STORED DATA →
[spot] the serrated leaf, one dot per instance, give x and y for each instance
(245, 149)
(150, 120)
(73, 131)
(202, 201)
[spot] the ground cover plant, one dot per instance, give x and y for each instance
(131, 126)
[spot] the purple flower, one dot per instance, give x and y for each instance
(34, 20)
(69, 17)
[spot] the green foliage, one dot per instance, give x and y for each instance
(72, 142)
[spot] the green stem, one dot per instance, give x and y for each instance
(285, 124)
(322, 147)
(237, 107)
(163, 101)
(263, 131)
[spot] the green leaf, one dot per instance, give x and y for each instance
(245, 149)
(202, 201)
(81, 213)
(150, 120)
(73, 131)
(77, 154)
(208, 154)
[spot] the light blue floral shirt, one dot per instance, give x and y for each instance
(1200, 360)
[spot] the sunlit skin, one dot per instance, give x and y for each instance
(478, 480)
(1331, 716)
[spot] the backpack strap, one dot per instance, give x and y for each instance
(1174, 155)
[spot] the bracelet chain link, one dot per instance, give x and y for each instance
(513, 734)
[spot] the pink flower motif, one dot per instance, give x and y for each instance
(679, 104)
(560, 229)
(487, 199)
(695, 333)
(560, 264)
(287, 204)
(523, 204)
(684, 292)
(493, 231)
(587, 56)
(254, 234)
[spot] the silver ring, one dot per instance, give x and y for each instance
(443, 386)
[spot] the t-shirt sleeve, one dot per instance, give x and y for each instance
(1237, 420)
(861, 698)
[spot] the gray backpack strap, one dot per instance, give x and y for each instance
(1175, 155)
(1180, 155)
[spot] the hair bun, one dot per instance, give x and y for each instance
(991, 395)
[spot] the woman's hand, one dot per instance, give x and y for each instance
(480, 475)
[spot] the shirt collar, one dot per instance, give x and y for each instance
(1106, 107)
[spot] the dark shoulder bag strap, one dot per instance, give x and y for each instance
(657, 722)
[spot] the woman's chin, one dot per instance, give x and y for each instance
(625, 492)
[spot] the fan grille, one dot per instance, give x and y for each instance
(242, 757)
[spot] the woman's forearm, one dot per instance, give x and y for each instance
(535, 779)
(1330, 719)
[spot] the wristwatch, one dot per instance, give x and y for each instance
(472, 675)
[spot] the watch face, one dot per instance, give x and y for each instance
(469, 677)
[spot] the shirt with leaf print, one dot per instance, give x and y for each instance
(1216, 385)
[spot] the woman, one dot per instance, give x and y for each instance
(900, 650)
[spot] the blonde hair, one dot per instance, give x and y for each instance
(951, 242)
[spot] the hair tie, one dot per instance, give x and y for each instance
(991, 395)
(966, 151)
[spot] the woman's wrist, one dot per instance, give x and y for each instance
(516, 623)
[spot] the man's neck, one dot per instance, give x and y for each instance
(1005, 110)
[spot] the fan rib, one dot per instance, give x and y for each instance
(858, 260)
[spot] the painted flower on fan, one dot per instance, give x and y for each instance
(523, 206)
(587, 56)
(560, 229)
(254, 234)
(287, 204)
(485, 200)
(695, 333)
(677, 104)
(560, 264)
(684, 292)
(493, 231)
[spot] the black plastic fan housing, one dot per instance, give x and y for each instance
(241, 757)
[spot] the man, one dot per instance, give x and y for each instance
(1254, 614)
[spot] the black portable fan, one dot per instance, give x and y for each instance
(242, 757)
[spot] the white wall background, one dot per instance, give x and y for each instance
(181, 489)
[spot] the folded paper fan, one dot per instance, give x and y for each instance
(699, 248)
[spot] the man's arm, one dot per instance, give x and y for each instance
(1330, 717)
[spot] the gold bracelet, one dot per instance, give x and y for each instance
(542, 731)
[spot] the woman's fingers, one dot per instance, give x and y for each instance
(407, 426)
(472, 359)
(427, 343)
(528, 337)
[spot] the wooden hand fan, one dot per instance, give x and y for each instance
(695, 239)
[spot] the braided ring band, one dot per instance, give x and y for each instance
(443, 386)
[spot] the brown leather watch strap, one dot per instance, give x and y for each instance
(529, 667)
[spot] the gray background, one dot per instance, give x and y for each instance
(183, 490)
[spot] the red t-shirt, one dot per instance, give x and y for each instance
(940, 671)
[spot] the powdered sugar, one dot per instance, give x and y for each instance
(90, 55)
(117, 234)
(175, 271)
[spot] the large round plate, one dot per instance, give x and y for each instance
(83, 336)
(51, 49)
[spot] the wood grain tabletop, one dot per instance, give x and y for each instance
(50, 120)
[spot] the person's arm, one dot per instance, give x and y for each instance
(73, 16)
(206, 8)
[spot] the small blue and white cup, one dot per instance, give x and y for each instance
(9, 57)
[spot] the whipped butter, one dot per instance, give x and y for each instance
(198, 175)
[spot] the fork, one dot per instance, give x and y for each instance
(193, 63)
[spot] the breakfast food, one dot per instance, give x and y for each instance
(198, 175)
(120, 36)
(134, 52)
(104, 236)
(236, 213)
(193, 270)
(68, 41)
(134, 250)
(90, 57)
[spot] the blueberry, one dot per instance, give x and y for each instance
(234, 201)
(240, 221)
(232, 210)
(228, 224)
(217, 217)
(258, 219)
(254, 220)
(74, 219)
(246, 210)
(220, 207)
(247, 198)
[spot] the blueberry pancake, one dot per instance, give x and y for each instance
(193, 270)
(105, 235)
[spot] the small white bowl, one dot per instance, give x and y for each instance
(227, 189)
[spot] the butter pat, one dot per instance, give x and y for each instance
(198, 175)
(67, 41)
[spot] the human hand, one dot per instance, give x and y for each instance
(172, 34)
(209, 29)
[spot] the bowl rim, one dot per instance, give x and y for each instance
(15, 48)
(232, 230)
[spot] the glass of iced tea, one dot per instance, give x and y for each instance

DESCRIPTION OF THE TASK → Turn the material into a two-column CSV with the header instruction,coordinates. Begin at the line that has "[spot] the fan grille, one" and stop after the line that has "(1216, 385)". Give one row pairing each instruction with the coordinates that follow it, with each value in a single quoted field and line breaks replaced by spaces.

RESPONSE TO THIS TASK →
instruction,coordinates
"[spot] the fan grille, one dot per instance, give x and y for each instance","(242, 757)"
"[spot] the woman's forearm, one dot per instance, give x and y for each instance","(535, 779) (1330, 719)"
"[spot] the wristwatch, one dot per instance, give x and y for each instance","(472, 675)"
"[spot] the watch face, one dot per instance, give x and y for each instance","(469, 677)"
"[spot] the shirt with leaf print, one dot per instance, give x and y for each instance","(1216, 385)"